■ CONSIGNES:
A: Mettez à jour le passage de l'extrait consacré à Stalker, en commençant par « Le prologue, par » et en allant jusqu'à « dans la Zone. », en remplaçant « savant » par « chercheur ».
B: Rédigez la suite de l'extrait consacré à Stalker, à partir de sa dernière phrase.

■ EXTRAIT:

^^^^

Pourquoi sont-ils venus et partis ? Qu’est-ce qui s’est passé dans ces zones ? Personne ne le sait, l’humanité ne peut que théoriser sur le sujet. Les zones sont devenues pour elle un nouveau champ d’exploration où tout peut arriver. Ce sont de véritables enclaves. Imaginez un lieu que vous connaissez depuis toujours, vous y avez grandi, c’est peut-être une vallée où vous alliez vous promener ou encore le quartier où vivent certains de vos amis… Et d’un coup ces lieux si familiers sont touchés par des phénomènes inexplicables. Ils deviennent irrémédiablement différents et pourtant vous voyez toujours ces endroits maintes fois parcourus. Ils semblent identiques, mais sont devenus mortellement dangereux. Les personnages de ce roman n’ont pas compris ce qui s’était passé, ils n’ont pas vu les extraterrestres, mais tout a indubitablement changé avec leur passage. Et ces derniers ont laissé des choses derrière eux…
Stalker nous plonge dans ce monde en plein bouleversement, toute une civilisation littéralement heurtée par une autre et qui cherche à comprendre ainsi qu’à s’emparer de ce qui lui a été laissé par les visiteurs. C’est cela que font les stalkers, ils vont dans la Zone et en ramènent ce qu’ils peuvent, certains légalement car ils travaillent pour des instituts scientifiques, d’autres dans l’illégalité pour revendre leur butin au plus offrant. Mais même si l’on survit au voyage, on ne peut espérer sortir totalement indemne de la Zone…
Stalker se divise en cinq parties et toutes, étant espacées de plusieurs années, nous montrent l’évolution de l’activité de stalker, mais aussi celle de l’humanité elle-même de par son contact avec la Zone.
Le prologue, par exemple, est l’extrait de l’interview radiophonique d’un savant, on y évoque la nature de ces zones d’impact et une théorie sur leur origine, mais également la naissance du métier de stalker. Au début le terme ne semble s’appliquer qu’aux personnes qui se rendent illégalement dans la Zone.
Ces « tranches » de vie que constituent les différents chapitres apparaissent comme découpées dans la masse et sont accessibles, tout en n’étant pas non plus parfaitement limpides pour le lecteur qui se tient à l’extérieur du récit. Par exemple, on ne nous explique jamais vraiment à quoi ressemble la « gelée de sorcière » comme la nomment les stalkers et si le contexte permet de se faire une vague idée sur cette chose, elle reste très abstraite pour nous. C’est un bon choix selon moi, ça donne une certaine authenticité au récit et c’est vraiment très bien fait, on en sait toujours suffisamment.

^^^^

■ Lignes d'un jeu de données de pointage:
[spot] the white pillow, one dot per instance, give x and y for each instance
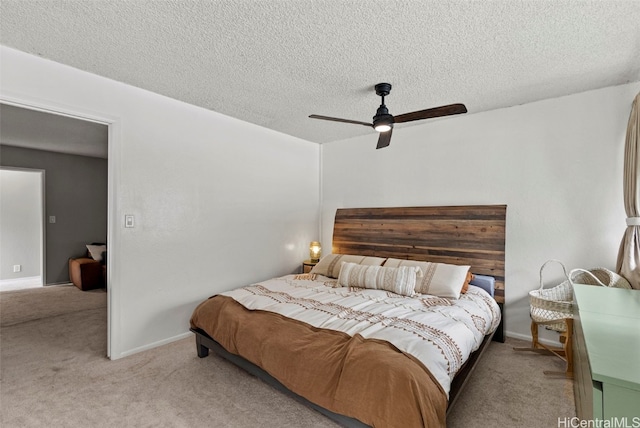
(96, 251)
(438, 279)
(400, 280)
(330, 265)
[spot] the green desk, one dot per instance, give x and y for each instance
(606, 344)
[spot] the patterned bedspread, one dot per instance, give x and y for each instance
(440, 333)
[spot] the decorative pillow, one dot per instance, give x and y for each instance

^^^^

■ CORRIGÉ:
A:
Le prologue, par exemple, est l’extrait de l’interview radiophonique d’un chercheur, on y évoque la nature de ces zones d’impact et une théorie sur leur origine, mais également la naissance du métier de stalker. Au début le terme ne semble s’appliquer qu’aux personnes qui se rendent illégalement dans la Zone.

B:
Les chapitres mettent le plus souvent en scène un personnage en particulier, Redrick Shouhart, un stalker, à plusieurs périodes de sa vie. Le premier chapitre est narré à la première personne, créant ainsi une certaine proximité avec le personnage qui semble s’adresser à nous. Les autres mettent un peu plus de distance, mais j’ai pour ma part été fascinée par l’évolution de cet homme. Tout m’a intéressée, ce qu’il est, ce qu’il ne souhaite pas devenir, ce qu’il est obligé de faire, l’évolution de son travail, et voir par son regard tout ce qui a trait à la Zone, du temps où celle-ci n’était pas surveillée à celui où elle est jalousement gardée et largement pillée.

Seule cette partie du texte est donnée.